» WHAT THE TASK ASKS
According to the article on Melba Montgomery's eponymous album below, at which studio was the album recorded?

Melba Montgomery is a eponymous studio album by American country artist, Melba Montgomery. It was released in March 1978 via United Artists Records and was the twenty second studio disc of her career. The album featured a total of ten tracks, four of which were originally released as singles. Its most commercially-successful was a cover of "Angel of the Morning". The song reached both the American and Canadian country charts in 1978.

Background, recording and content
Melba Montgomery had recently reached success as a solo artist after years of duet recordings. Her 1974 single, "No Charge", topped the country charts. The song, along with several other recordings, were released through Elektra Records. It was then announced that Montgomery would sign with United Artists Records and begin working under the production of Larry Butler. He would produce Montgomery's eponymous album, along with Pete Drake. The project was recorded in September 1976 at the Jack Clement Studio, located in Nashville, Tennessee.

The album's ten tracks featured diverse instrumentation from steel guitars, along with strings and background vocals. Two songs were penned by Nashville songwriter and artist, Linda Hargrove: "You Sure Saved Me from Myself" and "Hope for Your Happiness". Producer Larry Butler contributed to the writing of the final track, "Never Ending Love Affair". A cover of Merrilee Rush's "Angel of the Morning" was also included on the project.

» DATASET
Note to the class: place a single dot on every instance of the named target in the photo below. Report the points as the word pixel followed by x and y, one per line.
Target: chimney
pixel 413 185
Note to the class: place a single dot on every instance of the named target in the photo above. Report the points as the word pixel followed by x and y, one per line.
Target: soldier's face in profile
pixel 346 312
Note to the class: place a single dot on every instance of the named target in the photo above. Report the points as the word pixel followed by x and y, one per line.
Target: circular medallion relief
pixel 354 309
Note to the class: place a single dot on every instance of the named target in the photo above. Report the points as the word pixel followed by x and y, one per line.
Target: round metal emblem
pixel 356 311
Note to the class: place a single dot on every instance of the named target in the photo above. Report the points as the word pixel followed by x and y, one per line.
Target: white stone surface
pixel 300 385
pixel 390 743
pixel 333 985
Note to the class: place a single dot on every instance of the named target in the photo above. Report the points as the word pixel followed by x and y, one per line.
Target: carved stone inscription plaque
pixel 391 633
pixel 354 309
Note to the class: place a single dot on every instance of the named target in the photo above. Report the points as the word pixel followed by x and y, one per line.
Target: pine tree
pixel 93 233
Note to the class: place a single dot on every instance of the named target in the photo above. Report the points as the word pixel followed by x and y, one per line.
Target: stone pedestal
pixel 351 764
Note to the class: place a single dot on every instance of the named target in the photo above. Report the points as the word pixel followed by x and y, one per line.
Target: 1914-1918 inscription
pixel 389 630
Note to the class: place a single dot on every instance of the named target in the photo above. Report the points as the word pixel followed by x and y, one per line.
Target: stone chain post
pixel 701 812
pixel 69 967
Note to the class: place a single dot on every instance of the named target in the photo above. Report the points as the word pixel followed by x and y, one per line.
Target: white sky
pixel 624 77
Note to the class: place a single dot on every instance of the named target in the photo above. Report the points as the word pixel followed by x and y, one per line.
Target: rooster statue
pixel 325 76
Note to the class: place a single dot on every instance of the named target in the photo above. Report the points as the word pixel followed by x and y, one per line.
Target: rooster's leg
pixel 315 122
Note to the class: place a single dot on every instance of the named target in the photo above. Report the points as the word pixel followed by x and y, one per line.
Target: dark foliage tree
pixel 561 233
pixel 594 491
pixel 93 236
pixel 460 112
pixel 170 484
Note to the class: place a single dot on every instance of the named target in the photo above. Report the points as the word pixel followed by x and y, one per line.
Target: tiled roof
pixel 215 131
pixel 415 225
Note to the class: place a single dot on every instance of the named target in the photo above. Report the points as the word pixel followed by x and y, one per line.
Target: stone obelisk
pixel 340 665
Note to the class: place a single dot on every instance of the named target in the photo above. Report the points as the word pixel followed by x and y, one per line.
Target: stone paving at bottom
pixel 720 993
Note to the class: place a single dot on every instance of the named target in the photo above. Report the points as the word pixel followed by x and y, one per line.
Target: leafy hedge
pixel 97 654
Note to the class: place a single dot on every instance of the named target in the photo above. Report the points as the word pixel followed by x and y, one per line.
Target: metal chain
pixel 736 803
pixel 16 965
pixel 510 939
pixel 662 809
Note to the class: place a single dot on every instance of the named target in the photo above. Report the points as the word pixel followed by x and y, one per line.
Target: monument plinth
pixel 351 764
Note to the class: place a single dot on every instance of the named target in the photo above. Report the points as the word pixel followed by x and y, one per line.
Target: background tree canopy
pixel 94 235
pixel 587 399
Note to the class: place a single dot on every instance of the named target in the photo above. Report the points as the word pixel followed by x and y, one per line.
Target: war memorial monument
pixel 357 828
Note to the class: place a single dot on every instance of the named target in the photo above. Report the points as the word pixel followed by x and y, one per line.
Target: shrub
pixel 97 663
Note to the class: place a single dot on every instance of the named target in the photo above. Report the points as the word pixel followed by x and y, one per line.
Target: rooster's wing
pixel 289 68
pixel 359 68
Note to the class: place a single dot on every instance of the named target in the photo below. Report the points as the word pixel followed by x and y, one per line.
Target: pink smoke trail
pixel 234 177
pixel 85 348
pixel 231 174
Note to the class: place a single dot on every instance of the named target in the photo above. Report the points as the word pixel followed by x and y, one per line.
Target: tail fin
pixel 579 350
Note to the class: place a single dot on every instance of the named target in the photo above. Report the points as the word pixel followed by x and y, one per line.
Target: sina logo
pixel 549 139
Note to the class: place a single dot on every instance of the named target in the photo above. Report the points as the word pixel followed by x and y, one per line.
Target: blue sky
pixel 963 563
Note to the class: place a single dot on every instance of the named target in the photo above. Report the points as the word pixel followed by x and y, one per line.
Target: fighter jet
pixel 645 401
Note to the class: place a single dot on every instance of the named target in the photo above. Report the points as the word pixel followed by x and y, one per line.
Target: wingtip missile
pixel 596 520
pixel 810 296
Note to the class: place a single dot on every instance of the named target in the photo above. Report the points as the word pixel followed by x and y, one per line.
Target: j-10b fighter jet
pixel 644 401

» TASK RESULT
The Jack Clement Studio in Nashville, Tennessee.